Input rows:
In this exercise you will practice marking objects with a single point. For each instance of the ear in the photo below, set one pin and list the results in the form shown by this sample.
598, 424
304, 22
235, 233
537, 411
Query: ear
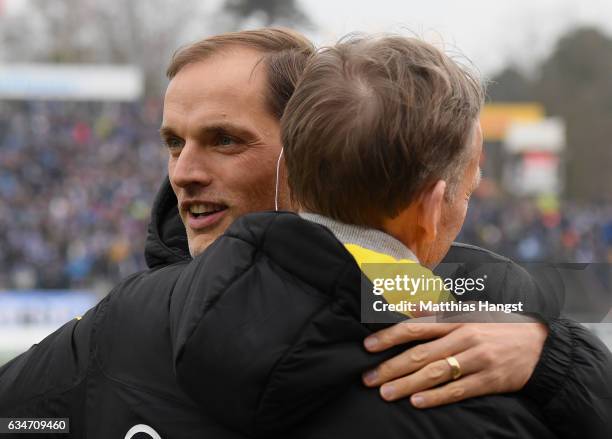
430, 210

What you have to do: In the copy, include all records verbatim but no images.

Task output:
In this exercise you will practice marking objects with a single point. For each instance of the ear in the photo below, set one pin and list the results in the form shown by this sample.
598, 424
304, 22
235, 233
537, 411
Query: ear
430, 210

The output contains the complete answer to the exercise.